• Textauszug
>>>

WirtschaftsWerkstatt
Bio-Boom
Bio-Produkte sind längst keine Nischenprodukte mehr, die sich Frau oder Mann in selbstgestrickten Wollpullovern und Jesuslatschen im verkramten Biolädchen kauft. Letzterer gehört ohnehin eher zur aussterbenden Art.

Bio gehört mittlerweile zum Mainstream. Das Wachstum der Nachfrage ist komplett auf eine höhere Mengennachfrage zurückzuführen. (Quelle: GfK Consumer Index 07|2017)
Aus Bio-Supermärkten und Bio-Ecken in Discountern erreichten Bio-Produkte 2019 ein Umsatzvolumen von 12 Milliarden Euro und verweisen auf eine interessante und vielschichtige Zielgruppe: Frauen geben zu 48 % an, häufig Bioprodukte zu kaufen. Männer bekennen sich nur zu 39 % zu häufigem Bio-Einkauf. 47 % der Großstädterinnen und Großstädter kaufen häufig Bio-Produkte, in ländlichen Gebieten sind es nur 7 % weniger. Auch der Bildungsunterschied scheint eine größere Rolle zu spielen – von Verbraucherinnen und Verbrauchern, die angaben, häufig Bio-Produkte einzukaufen, besaßen die Hälfte die Hochschulreife, diejenigen mit Volks- und Hauptschulabschluss kamen auf 35 %.
Gesunde und nachhaltige Ernährung steht bei vielen Verbraucherinnen und Verbrauchern im Vordergrund. Das Gefühl, sich selbst und der Umwelt etwas Gutes zu tun, machen den Lifestyle aus.
Tatsächlich sind die Auflagen für den ökologischen Landbau hoch: keine synthetischen Düngemittel, keine Pestizide, keine Gentechnik und damit keine beeinträchtigten Nahrungsketten. Das schützt das Grundwasser, verhindert Insektensterben und schmeckt oft aromatischer. Produkte, die ein Bio-Siegel tragen, müssen alle Inhaltsstoffe vollständig deklarieren. Diese Transparenz hat für viele Verbraucherinnen und Verbraucher ebenfalls große Bedeutung.

<<<

• Aufgaben
a – Erklären Sie in ein bis drei Sätzen, weshalb der ökologische Landbau laut dem Text über den Bio-Boom das Grundwasser schützt und Insektensterben verhindert.
b – Geben Sie aus dem Text über den Bio-Boom die Stelle zwischen „Aus Bio-Supermärkten und“ und „den Lifestyle aus.“ einschließlich wörtlich wieder.

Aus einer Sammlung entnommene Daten

>>>

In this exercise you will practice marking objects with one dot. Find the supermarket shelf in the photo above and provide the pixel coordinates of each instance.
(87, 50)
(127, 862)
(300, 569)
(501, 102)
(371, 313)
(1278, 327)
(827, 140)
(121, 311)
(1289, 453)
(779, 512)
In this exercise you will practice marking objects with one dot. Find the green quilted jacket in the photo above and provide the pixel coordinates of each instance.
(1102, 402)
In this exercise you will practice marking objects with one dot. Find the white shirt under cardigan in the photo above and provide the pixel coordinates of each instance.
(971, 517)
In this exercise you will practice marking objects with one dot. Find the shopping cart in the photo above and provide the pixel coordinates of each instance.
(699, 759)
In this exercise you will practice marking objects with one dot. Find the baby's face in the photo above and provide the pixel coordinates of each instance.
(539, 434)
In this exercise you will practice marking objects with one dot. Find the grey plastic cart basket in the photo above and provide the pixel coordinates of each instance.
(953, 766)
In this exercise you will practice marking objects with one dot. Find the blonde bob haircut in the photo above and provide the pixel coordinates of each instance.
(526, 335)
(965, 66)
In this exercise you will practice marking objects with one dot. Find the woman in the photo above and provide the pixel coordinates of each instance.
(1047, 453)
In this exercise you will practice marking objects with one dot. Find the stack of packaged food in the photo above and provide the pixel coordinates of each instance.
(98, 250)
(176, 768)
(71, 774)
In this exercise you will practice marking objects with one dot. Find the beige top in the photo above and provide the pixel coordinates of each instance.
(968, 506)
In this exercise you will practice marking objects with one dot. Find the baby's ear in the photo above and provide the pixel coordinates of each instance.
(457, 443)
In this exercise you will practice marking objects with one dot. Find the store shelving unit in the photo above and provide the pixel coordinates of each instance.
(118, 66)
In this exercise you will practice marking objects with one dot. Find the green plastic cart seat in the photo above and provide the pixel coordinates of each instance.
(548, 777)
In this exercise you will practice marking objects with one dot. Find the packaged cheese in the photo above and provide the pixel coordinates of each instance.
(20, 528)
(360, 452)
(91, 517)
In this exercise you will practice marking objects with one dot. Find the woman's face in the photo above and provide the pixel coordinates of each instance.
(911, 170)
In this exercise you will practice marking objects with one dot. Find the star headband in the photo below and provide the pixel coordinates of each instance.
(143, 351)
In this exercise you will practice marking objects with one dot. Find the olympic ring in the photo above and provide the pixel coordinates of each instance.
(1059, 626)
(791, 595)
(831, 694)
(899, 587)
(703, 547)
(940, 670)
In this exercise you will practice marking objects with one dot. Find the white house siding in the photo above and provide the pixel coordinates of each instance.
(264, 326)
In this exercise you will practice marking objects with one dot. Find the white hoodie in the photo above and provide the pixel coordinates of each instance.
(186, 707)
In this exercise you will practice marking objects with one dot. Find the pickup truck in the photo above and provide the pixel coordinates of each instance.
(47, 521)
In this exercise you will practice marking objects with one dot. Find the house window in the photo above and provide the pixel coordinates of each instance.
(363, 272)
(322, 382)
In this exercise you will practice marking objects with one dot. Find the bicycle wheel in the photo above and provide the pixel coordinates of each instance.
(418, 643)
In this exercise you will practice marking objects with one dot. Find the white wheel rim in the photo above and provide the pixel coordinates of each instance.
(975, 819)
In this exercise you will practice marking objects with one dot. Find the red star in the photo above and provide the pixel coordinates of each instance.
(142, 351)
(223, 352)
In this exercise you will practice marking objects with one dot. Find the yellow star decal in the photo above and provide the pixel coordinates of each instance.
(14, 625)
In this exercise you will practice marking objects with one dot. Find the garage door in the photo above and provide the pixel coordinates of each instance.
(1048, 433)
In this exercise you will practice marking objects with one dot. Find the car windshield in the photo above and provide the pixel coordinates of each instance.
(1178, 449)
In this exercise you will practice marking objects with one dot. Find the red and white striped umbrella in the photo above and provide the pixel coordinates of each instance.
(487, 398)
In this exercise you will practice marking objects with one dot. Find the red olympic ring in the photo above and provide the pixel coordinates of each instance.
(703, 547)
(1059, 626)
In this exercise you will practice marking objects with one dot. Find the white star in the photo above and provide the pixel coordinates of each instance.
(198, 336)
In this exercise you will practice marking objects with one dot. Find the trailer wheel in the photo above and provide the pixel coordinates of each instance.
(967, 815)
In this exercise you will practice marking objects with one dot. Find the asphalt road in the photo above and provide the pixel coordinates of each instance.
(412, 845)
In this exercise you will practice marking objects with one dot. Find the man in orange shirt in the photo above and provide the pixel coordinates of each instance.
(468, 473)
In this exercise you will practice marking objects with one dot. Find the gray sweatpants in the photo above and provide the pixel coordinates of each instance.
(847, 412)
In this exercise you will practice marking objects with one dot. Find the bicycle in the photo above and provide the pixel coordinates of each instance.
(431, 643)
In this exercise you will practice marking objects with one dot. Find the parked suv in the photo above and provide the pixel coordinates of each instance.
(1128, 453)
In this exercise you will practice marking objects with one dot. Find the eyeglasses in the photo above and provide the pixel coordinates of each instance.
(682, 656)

<<<

• Lösungen
a – Für den ökologischen Landbau gelten hohe Auflagen: keine synthetischen Düngemittel, keine Pestizide und keine Gentechnik. Dadurch werden die Nahrungsketten nicht beeinträchtigt, was das Grundwasser schützt und Insektensterben verhindert.

b –
Aus Bio-Supermärkten und Bio-Ecken in Discountern erreichten Bio-Produkte 2019 ein Umsatzvolumen von 12 Milliarden Euro und verweisen auf eine interessante und vielschichtige Zielgruppe: Frauen geben zu 48 % an, häufig Bioprodukte zu kaufen. Männer bekennen sich nur zu 39 % zu häufigem Bio-Einkauf. 47 % der Großstädterinnen und Großstädter kaufen häufig Bio-Produkte, in ländlichen Gebieten sind es nur 7 % weniger. Auch der Bildungsunterschied scheint eine größere Rolle zu spielen – von Verbraucherinnen und Verbrauchern, die angaben, häufig Bio-Produkte einzukaufen, besaßen die Hälfte die Hochschulreife, diejenigen mit Volks- und Hauptschulabschluss kamen auf 35 %.
Gesunde und nachhaltige Ernährung steht bei vielen Verbraucherinnen und Verbrauchern im Vordergrund. Das Gefühl, sich selbst und der Umwelt etwas Gutes zu tun, machen den Lifestyle aus.